--- START Extracted records ---

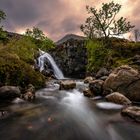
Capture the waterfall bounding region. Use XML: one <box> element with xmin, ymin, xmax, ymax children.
<box><xmin>38</xmin><ymin>50</ymin><xmax>64</xmax><ymax>79</ymax></box>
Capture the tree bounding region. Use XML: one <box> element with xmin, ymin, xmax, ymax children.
<box><xmin>25</xmin><ymin>27</ymin><xmax>54</xmax><ymax>51</ymax></box>
<box><xmin>0</xmin><ymin>10</ymin><xmax>7</xmax><ymax>41</ymax></box>
<box><xmin>81</xmin><ymin>1</ymin><xmax>134</xmax><ymax>40</ymax></box>
<box><xmin>134</xmin><ymin>29</ymin><xmax>140</xmax><ymax>42</ymax></box>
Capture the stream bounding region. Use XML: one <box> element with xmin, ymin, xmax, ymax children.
<box><xmin>0</xmin><ymin>80</ymin><xmax>140</xmax><ymax>140</ymax></box>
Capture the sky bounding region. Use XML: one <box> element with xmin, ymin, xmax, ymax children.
<box><xmin>0</xmin><ymin>0</ymin><xmax>140</xmax><ymax>41</ymax></box>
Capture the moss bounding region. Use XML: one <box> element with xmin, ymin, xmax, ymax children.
<box><xmin>87</xmin><ymin>38</ymin><xmax>140</xmax><ymax>73</ymax></box>
<box><xmin>0</xmin><ymin>51</ymin><xmax>45</xmax><ymax>88</ymax></box>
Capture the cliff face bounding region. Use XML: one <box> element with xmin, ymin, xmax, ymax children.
<box><xmin>51</xmin><ymin>34</ymin><xmax>87</xmax><ymax>78</ymax></box>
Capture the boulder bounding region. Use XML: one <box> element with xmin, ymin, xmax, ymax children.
<box><xmin>83</xmin><ymin>89</ymin><xmax>93</xmax><ymax>97</ymax></box>
<box><xmin>59</xmin><ymin>80</ymin><xmax>76</xmax><ymax>90</ymax></box>
<box><xmin>105</xmin><ymin>92</ymin><xmax>131</xmax><ymax>105</ymax></box>
<box><xmin>96</xmin><ymin>68</ymin><xmax>109</xmax><ymax>78</ymax></box>
<box><xmin>121</xmin><ymin>106</ymin><xmax>140</xmax><ymax>122</ymax></box>
<box><xmin>0</xmin><ymin>86</ymin><xmax>21</xmax><ymax>100</ymax></box>
<box><xmin>103</xmin><ymin>66</ymin><xmax>140</xmax><ymax>101</ymax></box>
<box><xmin>21</xmin><ymin>84</ymin><xmax>35</xmax><ymax>101</ymax></box>
<box><xmin>89</xmin><ymin>80</ymin><xmax>104</xmax><ymax>96</ymax></box>
<box><xmin>99</xmin><ymin>76</ymin><xmax>108</xmax><ymax>81</ymax></box>
<box><xmin>84</xmin><ymin>76</ymin><xmax>95</xmax><ymax>83</ymax></box>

--- END Extracted records ---

In the entries above, take the line containing "Capture the stream" and each later line through the last, and repeat them exactly. Output nothing else.

Expected answer:
Capture the stream bounding region. Use XML: one <box> element with xmin, ymin, xmax, ymax children.
<box><xmin>0</xmin><ymin>80</ymin><xmax>140</xmax><ymax>140</ymax></box>
Capture the sky bounding region. Use XML: one <box> element with xmin, ymin, xmax, ymax children.
<box><xmin>0</xmin><ymin>0</ymin><xmax>140</xmax><ymax>41</ymax></box>
Capture the moss bounding region. Use XML: one <box> element with xmin, ymin, xmax, ymax children.
<box><xmin>87</xmin><ymin>38</ymin><xmax>140</xmax><ymax>73</ymax></box>
<box><xmin>0</xmin><ymin>51</ymin><xmax>45</xmax><ymax>88</ymax></box>
Capture the cliff face bounding region. Use XML: one <box> element with xmin, ymin, xmax, ymax children.
<box><xmin>51</xmin><ymin>34</ymin><xmax>87</xmax><ymax>78</ymax></box>
Capture the boulder bounding region. Use XML: one <box> element with xmin, ymin, xmax, ymax children.
<box><xmin>83</xmin><ymin>89</ymin><xmax>93</xmax><ymax>97</ymax></box>
<box><xmin>59</xmin><ymin>80</ymin><xmax>76</xmax><ymax>90</ymax></box>
<box><xmin>105</xmin><ymin>92</ymin><xmax>131</xmax><ymax>105</ymax></box>
<box><xmin>96</xmin><ymin>68</ymin><xmax>109</xmax><ymax>78</ymax></box>
<box><xmin>121</xmin><ymin>106</ymin><xmax>140</xmax><ymax>122</ymax></box>
<box><xmin>0</xmin><ymin>86</ymin><xmax>21</xmax><ymax>100</ymax></box>
<box><xmin>103</xmin><ymin>66</ymin><xmax>140</xmax><ymax>101</ymax></box>
<box><xmin>21</xmin><ymin>84</ymin><xmax>35</xmax><ymax>101</ymax></box>
<box><xmin>89</xmin><ymin>80</ymin><xmax>104</xmax><ymax>96</ymax></box>
<box><xmin>99</xmin><ymin>76</ymin><xmax>108</xmax><ymax>81</ymax></box>
<box><xmin>84</xmin><ymin>76</ymin><xmax>95</xmax><ymax>83</ymax></box>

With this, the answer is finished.